## INFORMATION GIVEN
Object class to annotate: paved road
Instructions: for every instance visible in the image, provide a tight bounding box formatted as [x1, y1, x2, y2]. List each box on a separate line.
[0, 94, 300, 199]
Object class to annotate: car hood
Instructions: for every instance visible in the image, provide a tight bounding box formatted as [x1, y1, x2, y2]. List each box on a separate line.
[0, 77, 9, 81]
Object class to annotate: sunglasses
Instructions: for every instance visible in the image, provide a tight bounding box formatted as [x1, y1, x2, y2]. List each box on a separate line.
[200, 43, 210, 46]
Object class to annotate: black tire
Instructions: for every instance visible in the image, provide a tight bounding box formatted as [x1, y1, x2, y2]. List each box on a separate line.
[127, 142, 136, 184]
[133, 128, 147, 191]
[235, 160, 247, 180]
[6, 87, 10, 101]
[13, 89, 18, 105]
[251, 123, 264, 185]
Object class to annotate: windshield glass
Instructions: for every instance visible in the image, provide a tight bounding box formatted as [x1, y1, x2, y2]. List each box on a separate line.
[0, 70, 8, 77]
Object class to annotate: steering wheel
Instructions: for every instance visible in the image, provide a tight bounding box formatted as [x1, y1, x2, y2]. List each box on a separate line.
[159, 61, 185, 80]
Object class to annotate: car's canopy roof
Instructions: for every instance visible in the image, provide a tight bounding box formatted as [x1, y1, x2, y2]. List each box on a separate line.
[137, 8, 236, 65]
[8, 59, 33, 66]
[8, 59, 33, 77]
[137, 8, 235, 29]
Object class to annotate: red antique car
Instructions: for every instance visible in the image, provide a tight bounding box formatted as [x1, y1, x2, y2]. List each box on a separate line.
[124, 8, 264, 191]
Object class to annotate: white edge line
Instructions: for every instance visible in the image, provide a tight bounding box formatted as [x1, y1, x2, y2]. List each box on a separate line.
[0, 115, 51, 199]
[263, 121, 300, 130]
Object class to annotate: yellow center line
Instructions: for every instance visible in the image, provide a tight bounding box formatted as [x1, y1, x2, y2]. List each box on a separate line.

## WHAT YOU WILL DO
Rewrite the records from the line containing "Object class to annotate: black tire" through the end of the records, with both ends included and every request line kept unchanged. Offset each bounding-box coordinate in the answers by adding 52 to it.

## CORRECT ANSWER
Object class to annotate: black tire
Instructions: for every instance visible in the image, provide a tight bounding box formatted as [x1, y1, x2, y2]. List each box on a separate line.
[179, 194, 188, 236]
[185, 180, 199, 243]
[287, 212, 299, 232]
[58, 139, 62, 153]
[65, 141, 70, 157]
[303, 175, 316, 237]
Object class to annotate: windshield glass
Instructions: for every instance visible in the image, provide a tight bounding box formatted as [x1, y1, x2, y2]. List each box on a separate line.
[52, 122, 60, 129]
Object class to annotate: steering wheel
Instructions: for every instance visible in the image, provide a tight bounding box formatted as [x1, y1, x2, y2]. List each box on a separate line.
[211, 113, 237, 132]
Object class to annotate: car's canopy roof
Instructions: for every instance visible in the image, provide a tight bounding box formatted as [x1, y1, x2, y2]. List each box on a separate line.
[189, 60, 288, 117]
[60, 111, 85, 118]
[60, 111, 85, 129]
[189, 60, 287, 81]
Object class to annotate: red antique car
Instructions: for every instance visible in the image, provide a tight bounding box formatted as [x1, y1, x2, y2]. List each box on a separate line.
[176, 60, 316, 243]
Object class to annotate: white edge line
Instructions: for every instance visible in the image, provide a tight bounding box formatted as [x1, y1, x2, y2]. List each box on a separate line.
[52, 167, 103, 251]
[315, 173, 352, 182]
Object class to annotate: yellow center line
Instructions: for every instance visible in the image, provide a tight bounding box formatted as [x1, y1, x2, y2]. List each box on a separate line.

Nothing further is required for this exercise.